▶ ACTIVITY
Only lines containing "road" are wanted from the data below. Copy those lines.

[Start of Attachment]

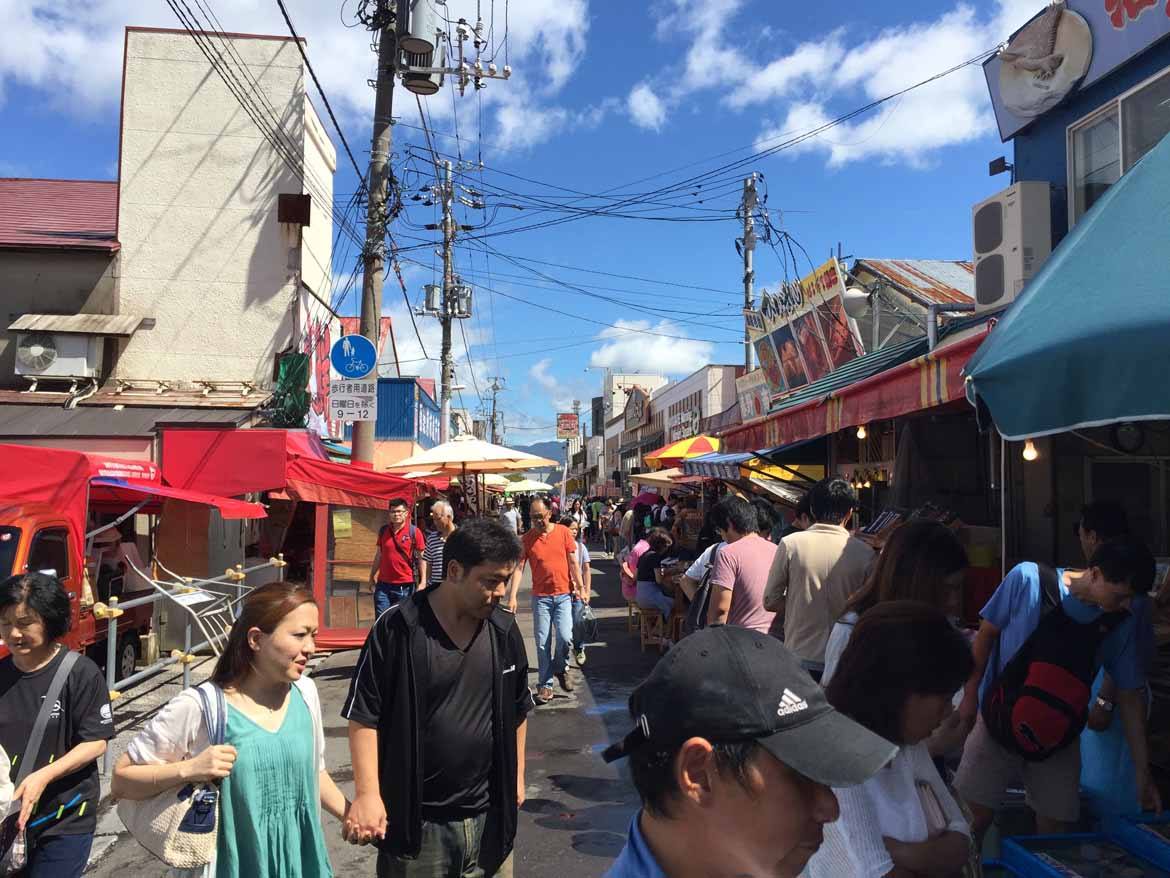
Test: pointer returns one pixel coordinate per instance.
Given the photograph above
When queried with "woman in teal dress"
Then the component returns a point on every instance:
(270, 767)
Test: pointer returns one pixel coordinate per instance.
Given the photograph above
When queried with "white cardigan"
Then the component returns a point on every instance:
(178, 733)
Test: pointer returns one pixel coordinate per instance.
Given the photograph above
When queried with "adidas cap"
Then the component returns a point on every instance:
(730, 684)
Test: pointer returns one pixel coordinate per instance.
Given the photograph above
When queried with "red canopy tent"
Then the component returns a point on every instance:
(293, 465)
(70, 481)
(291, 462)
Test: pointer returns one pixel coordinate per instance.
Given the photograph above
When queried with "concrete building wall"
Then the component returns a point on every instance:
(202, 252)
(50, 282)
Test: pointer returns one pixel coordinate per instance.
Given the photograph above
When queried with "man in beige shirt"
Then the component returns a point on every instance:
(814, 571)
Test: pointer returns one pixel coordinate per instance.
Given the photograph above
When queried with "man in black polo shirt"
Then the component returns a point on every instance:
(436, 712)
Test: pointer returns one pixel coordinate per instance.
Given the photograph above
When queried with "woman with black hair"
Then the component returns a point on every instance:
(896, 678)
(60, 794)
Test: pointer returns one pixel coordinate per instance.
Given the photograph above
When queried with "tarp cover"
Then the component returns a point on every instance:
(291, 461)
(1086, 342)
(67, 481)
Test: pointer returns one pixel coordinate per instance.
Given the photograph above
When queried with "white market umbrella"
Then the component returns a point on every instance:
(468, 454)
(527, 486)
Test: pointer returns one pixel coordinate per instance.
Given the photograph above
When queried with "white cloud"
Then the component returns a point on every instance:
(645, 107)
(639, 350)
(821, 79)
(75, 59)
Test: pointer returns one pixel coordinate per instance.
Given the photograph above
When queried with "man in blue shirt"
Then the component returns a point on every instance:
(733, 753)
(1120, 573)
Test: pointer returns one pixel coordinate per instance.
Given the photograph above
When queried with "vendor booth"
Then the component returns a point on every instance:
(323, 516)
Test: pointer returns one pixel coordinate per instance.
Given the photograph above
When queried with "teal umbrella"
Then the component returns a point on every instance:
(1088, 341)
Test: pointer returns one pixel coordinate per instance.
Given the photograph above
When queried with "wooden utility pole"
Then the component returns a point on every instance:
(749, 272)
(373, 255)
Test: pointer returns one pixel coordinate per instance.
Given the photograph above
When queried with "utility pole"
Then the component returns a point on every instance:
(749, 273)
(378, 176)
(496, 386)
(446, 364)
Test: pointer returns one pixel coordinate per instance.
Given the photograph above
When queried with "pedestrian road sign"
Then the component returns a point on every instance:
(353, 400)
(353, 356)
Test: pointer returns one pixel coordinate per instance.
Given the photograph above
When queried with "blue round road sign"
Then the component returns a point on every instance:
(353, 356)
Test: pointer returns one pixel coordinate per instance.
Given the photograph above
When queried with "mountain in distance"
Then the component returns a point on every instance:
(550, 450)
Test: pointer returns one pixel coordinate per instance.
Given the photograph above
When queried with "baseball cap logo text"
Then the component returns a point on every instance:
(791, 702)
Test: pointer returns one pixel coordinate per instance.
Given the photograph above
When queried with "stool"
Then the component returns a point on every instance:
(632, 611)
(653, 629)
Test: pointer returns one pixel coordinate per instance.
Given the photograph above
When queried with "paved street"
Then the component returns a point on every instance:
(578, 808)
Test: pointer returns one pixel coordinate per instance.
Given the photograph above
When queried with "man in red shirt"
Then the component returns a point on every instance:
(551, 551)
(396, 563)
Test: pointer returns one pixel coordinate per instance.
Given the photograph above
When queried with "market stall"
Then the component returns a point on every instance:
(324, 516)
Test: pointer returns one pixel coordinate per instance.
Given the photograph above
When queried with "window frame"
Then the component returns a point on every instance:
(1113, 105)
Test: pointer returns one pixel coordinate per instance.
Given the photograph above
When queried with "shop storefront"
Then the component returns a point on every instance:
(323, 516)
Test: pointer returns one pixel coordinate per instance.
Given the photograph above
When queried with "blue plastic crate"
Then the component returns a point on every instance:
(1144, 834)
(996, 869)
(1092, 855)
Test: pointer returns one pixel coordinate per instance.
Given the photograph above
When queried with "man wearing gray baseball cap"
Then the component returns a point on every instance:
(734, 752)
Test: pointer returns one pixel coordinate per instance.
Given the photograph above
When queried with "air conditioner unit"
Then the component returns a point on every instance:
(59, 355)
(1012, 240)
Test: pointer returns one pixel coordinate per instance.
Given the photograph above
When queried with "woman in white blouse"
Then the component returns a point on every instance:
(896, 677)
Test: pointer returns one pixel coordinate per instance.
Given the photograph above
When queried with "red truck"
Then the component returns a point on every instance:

[End of Attachment]

▶ RESULT OF THE EXERCISE
When queried with "pedestrian road sign"
When queried with "blue round road sign"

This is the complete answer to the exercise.